----- INFORMATION SUPPLIED
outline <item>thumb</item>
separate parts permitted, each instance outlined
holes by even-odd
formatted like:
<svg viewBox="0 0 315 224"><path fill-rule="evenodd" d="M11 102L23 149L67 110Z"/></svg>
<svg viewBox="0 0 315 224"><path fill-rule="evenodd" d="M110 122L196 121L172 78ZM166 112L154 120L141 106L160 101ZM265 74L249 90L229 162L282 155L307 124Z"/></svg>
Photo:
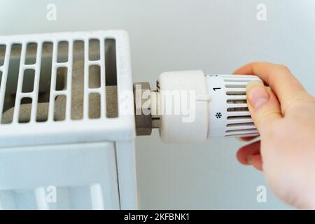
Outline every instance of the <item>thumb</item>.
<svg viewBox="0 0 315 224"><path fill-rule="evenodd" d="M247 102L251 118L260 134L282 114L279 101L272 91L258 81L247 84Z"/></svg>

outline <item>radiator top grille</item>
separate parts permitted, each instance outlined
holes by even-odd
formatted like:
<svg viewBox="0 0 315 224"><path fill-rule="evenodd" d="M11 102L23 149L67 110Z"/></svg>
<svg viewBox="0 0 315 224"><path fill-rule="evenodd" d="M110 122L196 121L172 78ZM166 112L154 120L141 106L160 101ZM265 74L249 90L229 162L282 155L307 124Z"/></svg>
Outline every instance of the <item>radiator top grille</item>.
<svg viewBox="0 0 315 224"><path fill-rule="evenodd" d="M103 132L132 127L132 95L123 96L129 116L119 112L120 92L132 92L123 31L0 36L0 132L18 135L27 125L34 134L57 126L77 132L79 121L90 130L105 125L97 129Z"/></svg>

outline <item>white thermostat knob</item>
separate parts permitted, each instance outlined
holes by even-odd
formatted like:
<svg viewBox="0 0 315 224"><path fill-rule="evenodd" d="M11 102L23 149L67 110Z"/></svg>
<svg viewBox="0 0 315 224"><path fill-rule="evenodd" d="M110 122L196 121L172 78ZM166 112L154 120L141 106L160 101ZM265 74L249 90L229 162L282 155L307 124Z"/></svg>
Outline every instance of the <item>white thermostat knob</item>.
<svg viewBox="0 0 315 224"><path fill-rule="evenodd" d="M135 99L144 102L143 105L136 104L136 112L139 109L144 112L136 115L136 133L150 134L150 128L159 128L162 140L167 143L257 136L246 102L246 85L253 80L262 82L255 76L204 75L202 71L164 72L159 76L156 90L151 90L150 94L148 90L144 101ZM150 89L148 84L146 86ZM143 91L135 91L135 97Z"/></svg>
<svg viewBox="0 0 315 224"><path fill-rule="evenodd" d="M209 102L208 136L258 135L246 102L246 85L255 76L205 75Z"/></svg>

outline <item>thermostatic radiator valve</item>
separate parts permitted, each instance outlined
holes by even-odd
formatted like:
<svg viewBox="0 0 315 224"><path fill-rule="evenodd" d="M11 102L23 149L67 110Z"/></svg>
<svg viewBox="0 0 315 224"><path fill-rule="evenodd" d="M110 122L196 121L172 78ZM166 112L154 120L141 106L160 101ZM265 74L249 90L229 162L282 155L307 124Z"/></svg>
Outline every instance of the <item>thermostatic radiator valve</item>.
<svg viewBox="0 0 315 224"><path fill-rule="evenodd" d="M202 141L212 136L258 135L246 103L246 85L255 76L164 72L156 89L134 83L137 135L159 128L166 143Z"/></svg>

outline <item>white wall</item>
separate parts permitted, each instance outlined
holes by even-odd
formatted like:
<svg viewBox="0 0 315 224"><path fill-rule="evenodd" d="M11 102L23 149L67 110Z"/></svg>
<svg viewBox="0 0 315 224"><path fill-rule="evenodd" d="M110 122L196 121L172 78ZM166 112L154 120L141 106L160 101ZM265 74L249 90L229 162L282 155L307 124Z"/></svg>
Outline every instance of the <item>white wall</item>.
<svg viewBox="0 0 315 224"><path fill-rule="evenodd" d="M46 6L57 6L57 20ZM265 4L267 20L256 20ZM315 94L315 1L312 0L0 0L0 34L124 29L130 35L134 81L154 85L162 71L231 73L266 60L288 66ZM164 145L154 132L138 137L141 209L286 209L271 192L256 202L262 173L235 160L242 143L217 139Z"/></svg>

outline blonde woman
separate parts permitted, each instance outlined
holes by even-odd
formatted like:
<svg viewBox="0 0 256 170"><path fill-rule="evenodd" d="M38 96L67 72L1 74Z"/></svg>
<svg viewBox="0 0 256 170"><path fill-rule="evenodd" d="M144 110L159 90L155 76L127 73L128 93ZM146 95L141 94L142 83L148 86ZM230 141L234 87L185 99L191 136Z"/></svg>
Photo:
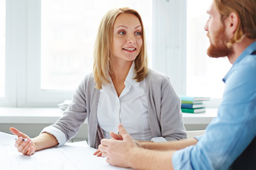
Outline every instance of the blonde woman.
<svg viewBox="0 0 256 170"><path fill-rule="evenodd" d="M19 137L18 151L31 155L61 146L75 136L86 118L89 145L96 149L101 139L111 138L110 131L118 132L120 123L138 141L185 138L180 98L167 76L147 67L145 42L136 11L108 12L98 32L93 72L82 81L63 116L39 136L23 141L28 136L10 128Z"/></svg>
----------
* EXERCISE TASK *
Copy all of the material above line for line without changing anything, but leave the pictures out.

* TASK OUTPUT *
outline <item>thumb</item>
separate parts permitted, each instance outlined
holes by even-odd
formatted like:
<svg viewBox="0 0 315 224"><path fill-rule="evenodd" d="M11 102L23 149L67 110Z"/></svg>
<svg viewBox="0 0 315 224"><path fill-rule="evenodd" d="M110 122L196 121L172 78ZM166 112L154 120L141 106L160 101ZM265 74L249 90L229 162L282 155L307 124Z"/></svg>
Photo:
Outline every instance of the <item>thumb</item>.
<svg viewBox="0 0 315 224"><path fill-rule="evenodd" d="M247 102L251 118L260 134L282 114L279 101L272 91L258 81L247 84Z"/></svg>

outline <item>radiator top grille</item>
separate parts permitted, each instance outlined
holes by even-odd
formatted like:
<svg viewBox="0 0 315 224"><path fill-rule="evenodd" d="M11 102L23 149L67 110Z"/></svg>
<svg viewBox="0 0 315 224"><path fill-rule="evenodd" d="M110 122L196 121L172 78ZM166 112L154 120L141 106L160 101ZM265 74L249 90L229 162L282 155L307 124Z"/></svg>
Outline every instance of the <item>radiator top grille</item>.
<svg viewBox="0 0 315 224"><path fill-rule="evenodd" d="M103 132L132 127L132 95L123 96L129 116L119 112L120 92L132 92L123 31L0 36L0 132L18 135L27 125L34 134L57 126L77 132L79 121L90 130L105 125L97 129Z"/></svg>

outline <item>white thermostat knob</item>
separate parts permitted, each instance outlined
holes by even-odd
formatted like:
<svg viewBox="0 0 315 224"><path fill-rule="evenodd" d="M11 102L23 149L67 110Z"/></svg>
<svg viewBox="0 0 315 224"><path fill-rule="evenodd" d="M110 122L196 121L172 78ZM166 112L154 120L141 106L160 101ZM265 74L249 90L229 162L282 155L307 124Z"/></svg>
Outline every instance of the <item>white thermostat knob</item>.
<svg viewBox="0 0 315 224"><path fill-rule="evenodd" d="M135 99L144 102L143 105L136 104L136 112L139 109L144 112L136 115L136 133L150 134L150 128L159 128L162 140L167 143L257 136L246 102L246 85L253 80L262 82L255 76L204 75L202 71L164 72L159 76L156 90L151 90L150 94L148 90L144 101ZM150 89L148 84L146 86ZM143 91L135 91L135 97Z"/></svg>
<svg viewBox="0 0 315 224"><path fill-rule="evenodd" d="M209 102L208 136L258 135L246 102L246 85L255 76L205 75Z"/></svg>

outline <item>thermostatic radiator valve</item>
separate parts permitted, each instance outlined
holes by even-odd
formatted like:
<svg viewBox="0 0 315 224"><path fill-rule="evenodd" d="M11 102L23 149L67 110Z"/></svg>
<svg viewBox="0 0 315 224"><path fill-rule="evenodd" d="M110 122L196 121L172 78ZM166 112L154 120L141 106L160 101ZM265 74L249 90L229 162L282 155L307 124Z"/></svg>
Outline every instance of the <item>thermostatic radiator valve</item>.
<svg viewBox="0 0 315 224"><path fill-rule="evenodd" d="M202 141L212 136L258 135L246 103L246 85L255 76L164 72L156 89L134 83L137 135L159 128L166 143Z"/></svg>

outline <item>white wall</item>
separate parts permitted, each instance outlined
holes by even-odd
formatted like:
<svg viewBox="0 0 315 224"><path fill-rule="evenodd" d="M11 102L23 149L67 110Z"/></svg>
<svg viewBox="0 0 315 224"><path fill-rule="evenodd" d="M110 122L196 121L172 78ZM166 112L154 120L141 106L160 101ZM265 74L249 90L229 162L282 155L307 124Z"/></svg>
Outline every instance of the <item>white wall</item>.
<svg viewBox="0 0 315 224"><path fill-rule="evenodd" d="M46 6L57 6L57 20ZM265 4L267 20L256 20ZM315 94L315 1L312 0L0 0L0 34L124 29L130 35L134 81L154 85L162 71L231 73L266 60L288 66ZM164 145L154 132L138 137L141 209L286 209L271 192L256 202L262 173L235 160L242 143L217 139Z"/></svg>

outline blonde woman
separate parts permitted, each instance outlined
holes by even-odd
formatted like:
<svg viewBox="0 0 256 170"><path fill-rule="evenodd" d="M38 96L67 72L1 74Z"/></svg>
<svg viewBox="0 0 256 170"><path fill-rule="evenodd" d="M144 110L159 90L155 76L127 73L128 93ZM146 95L141 94L142 83L148 86ZM230 141L234 87L185 99L191 136Z"/></svg>
Photo:
Outline every instance of the blonde woman.
<svg viewBox="0 0 256 170"><path fill-rule="evenodd" d="M19 137L18 151L31 155L61 146L75 136L86 118L89 145L96 149L101 139L111 138L110 131L118 132L120 123L138 141L185 138L180 98L167 76L147 67L145 42L136 11L108 12L98 32L93 72L82 81L63 116L39 136L23 141L28 136L10 128Z"/></svg>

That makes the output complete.